* [Document section]:
Integrating op amps

[ljcox]

Thanks MrAl,

I was trying to recall how to do it, but couldn't.

I don't have the time to dig out the maths books that I used as a student and revise it.

 

[normad]

wow.. its gonna take a while to sink that in but thanks a lot guys.. really really appreciate it.. ill go through it and try to fix my problem

 

[ljcox]

You're welcome.

I followed through MrAl's maths and the approximate answer that I obtained was:-

Vo = 3.183{ε^-10t - cos(6283 t)}

It is approx as I ignored the sin term since ωτ is >> 1.

Note that 2 * 1.59 = 3.18

 

[normad]

hmm.. thats strange.. i guess the exponential term can also be ignored if we only want just the steady state response?

but then theres no offset in the output signal.. but simulation shows a clear negative offset which's value is equal to the signal's amplitude..

so the equation should be

 Vo = -3.183{cos(6283t) + 1}                                  (ignoring the initial transient)

and looking at the integrating process.. the solution you got is correct for a cos wave where,

Vin =0 when t =0

but for a sin wave where

Vin = 2 when t = 0

you get an offset..
its this that i cant understand.. i thought maybe its something wrong with my calculations but now that you've gotten it i guess its not..

* [Task prompt]: Rewrite the stretch of the integrating op amps thread from "You're welcome." through "ωτ is >> 1.", putting "rough" in place of "approximate".

Items drawn from a data source
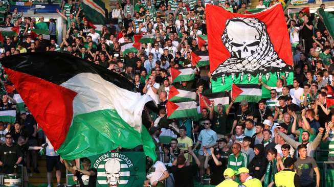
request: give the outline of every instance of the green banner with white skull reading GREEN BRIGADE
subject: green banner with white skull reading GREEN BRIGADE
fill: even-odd
[[[97,169],[97,187],[136,187],[144,184],[144,152],[107,152],[88,158],[92,167]]]

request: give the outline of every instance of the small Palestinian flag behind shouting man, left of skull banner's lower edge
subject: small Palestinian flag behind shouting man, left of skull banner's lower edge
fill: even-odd
[[[203,96],[203,99],[202,99],[201,96]],[[199,96],[200,97],[199,98],[199,106],[201,107],[201,111],[203,110],[203,108],[207,108],[203,100],[205,100],[208,105],[214,104],[214,110],[215,111],[217,111],[217,105],[218,104],[222,104],[225,109],[230,104],[230,97],[225,91],[224,92],[203,94],[201,96]]]

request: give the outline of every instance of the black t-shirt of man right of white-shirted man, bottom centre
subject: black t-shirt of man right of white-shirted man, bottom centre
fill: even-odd
[[[171,173],[173,174],[175,187],[193,187],[193,176],[197,173],[197,165],[185,166],[182,168],[177,168],[173,166],[171,168]]]

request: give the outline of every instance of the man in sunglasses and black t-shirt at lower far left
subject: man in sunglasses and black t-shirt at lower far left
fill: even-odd
[[[6,144],[0,146],[0,172],[13,173],[14,166],[18,165],[23,154],[17,145],[13,144],[13,136],[10,132],[5,135]]]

* [Output]:
You're welcome.

I followed through MrAl's maths and the rough answer that I obtained was:-

Vo = 3.183{ε^-10t - cos(6283 t)}

It is approx as I ignored the sin term since ωτ is >> 1.